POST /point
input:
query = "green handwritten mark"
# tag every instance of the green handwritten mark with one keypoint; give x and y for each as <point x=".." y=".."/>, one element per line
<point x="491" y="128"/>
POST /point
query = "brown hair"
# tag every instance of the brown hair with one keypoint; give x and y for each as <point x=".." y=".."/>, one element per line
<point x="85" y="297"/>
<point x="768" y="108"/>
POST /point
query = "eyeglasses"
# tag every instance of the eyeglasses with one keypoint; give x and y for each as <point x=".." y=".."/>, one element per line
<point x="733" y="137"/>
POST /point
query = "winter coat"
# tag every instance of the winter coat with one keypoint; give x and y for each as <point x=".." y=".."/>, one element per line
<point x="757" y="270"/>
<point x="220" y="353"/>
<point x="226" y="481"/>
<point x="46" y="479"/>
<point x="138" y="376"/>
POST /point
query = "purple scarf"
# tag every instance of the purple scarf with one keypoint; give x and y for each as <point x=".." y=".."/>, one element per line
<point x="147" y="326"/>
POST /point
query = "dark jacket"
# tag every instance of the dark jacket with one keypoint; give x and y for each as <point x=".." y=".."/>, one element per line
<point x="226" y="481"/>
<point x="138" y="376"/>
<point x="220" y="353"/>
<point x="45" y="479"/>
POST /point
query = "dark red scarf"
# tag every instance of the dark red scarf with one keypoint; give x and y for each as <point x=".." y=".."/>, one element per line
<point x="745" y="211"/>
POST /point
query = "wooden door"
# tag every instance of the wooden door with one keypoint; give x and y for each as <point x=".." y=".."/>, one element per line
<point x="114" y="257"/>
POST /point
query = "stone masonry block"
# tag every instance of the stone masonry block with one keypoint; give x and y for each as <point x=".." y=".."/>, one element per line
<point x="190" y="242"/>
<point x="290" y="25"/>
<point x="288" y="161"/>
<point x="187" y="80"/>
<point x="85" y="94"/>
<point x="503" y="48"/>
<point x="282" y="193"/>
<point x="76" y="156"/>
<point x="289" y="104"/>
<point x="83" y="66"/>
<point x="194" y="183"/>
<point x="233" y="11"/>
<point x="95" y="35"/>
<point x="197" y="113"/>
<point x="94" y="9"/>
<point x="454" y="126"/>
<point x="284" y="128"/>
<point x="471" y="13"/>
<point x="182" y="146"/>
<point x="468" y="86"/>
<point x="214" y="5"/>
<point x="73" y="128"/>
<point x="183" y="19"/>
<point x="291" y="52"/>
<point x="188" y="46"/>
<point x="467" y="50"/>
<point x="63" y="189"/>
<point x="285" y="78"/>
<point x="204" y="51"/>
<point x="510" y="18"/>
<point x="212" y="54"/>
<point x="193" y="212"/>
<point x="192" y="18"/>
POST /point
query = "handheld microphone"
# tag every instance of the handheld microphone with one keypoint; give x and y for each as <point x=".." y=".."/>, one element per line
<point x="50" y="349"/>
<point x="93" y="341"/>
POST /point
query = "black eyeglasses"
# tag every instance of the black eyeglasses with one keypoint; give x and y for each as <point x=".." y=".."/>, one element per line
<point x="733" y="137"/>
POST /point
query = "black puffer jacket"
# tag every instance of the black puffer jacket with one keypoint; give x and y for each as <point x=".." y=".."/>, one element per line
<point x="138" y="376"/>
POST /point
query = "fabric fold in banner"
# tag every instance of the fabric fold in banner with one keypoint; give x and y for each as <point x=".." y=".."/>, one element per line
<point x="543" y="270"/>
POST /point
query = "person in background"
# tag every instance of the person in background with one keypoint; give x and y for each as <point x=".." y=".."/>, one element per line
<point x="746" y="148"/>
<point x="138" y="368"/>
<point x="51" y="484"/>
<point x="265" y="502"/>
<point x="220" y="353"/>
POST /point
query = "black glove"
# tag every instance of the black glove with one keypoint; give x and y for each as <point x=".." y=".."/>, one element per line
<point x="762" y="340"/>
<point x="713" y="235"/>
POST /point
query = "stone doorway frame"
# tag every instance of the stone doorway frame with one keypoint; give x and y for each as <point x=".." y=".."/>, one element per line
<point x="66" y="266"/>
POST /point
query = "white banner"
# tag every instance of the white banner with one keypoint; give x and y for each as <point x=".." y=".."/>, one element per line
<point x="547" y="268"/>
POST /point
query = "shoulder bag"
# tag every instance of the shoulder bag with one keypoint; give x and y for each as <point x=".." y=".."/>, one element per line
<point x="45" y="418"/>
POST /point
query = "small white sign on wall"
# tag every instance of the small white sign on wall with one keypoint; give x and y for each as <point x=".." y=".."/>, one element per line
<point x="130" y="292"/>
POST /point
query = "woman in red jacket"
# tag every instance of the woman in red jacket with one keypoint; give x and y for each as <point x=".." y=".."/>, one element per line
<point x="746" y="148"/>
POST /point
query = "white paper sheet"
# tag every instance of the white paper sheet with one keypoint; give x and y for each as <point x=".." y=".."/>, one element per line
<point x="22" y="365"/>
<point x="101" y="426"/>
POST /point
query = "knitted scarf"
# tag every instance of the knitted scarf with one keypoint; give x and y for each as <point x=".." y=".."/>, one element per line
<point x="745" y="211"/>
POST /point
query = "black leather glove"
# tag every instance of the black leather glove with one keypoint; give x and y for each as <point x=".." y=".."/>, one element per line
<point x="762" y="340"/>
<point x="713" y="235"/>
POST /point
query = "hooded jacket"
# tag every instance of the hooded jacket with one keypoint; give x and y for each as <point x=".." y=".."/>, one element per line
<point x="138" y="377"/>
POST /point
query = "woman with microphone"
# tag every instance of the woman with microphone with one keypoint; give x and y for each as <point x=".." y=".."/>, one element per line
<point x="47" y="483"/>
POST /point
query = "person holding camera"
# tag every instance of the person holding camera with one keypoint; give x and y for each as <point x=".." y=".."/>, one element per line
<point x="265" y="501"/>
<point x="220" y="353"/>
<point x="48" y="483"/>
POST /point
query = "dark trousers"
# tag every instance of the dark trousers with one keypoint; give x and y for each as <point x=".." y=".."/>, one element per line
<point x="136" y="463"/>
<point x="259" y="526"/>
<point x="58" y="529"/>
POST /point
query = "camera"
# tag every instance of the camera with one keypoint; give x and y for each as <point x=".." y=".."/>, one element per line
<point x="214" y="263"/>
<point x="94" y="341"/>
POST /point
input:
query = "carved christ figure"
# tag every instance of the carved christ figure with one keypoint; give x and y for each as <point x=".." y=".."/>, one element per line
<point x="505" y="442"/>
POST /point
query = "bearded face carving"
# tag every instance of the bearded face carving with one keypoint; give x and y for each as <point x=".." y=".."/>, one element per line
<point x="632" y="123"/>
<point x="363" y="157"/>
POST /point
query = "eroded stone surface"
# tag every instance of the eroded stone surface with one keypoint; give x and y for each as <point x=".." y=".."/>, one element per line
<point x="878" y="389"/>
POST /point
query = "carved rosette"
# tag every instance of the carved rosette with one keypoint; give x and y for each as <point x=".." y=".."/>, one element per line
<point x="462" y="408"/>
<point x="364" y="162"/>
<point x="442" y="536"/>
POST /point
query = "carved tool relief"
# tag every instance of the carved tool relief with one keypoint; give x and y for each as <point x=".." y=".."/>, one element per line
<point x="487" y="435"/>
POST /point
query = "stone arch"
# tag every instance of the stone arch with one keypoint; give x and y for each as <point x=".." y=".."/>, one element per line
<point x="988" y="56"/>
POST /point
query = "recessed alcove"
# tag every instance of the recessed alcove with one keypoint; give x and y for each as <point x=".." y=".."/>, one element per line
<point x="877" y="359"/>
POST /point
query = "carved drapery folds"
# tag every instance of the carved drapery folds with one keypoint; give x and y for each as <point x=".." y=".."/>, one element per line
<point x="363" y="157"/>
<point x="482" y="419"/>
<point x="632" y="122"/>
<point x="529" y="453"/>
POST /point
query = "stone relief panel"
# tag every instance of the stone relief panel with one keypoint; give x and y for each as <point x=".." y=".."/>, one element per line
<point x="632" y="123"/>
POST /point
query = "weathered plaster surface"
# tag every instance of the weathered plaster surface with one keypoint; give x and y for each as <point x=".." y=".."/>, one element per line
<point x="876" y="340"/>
________________________
Report how many lines in the records contain the string "doorway", giving only the number.

▸ Solution for this problem:
2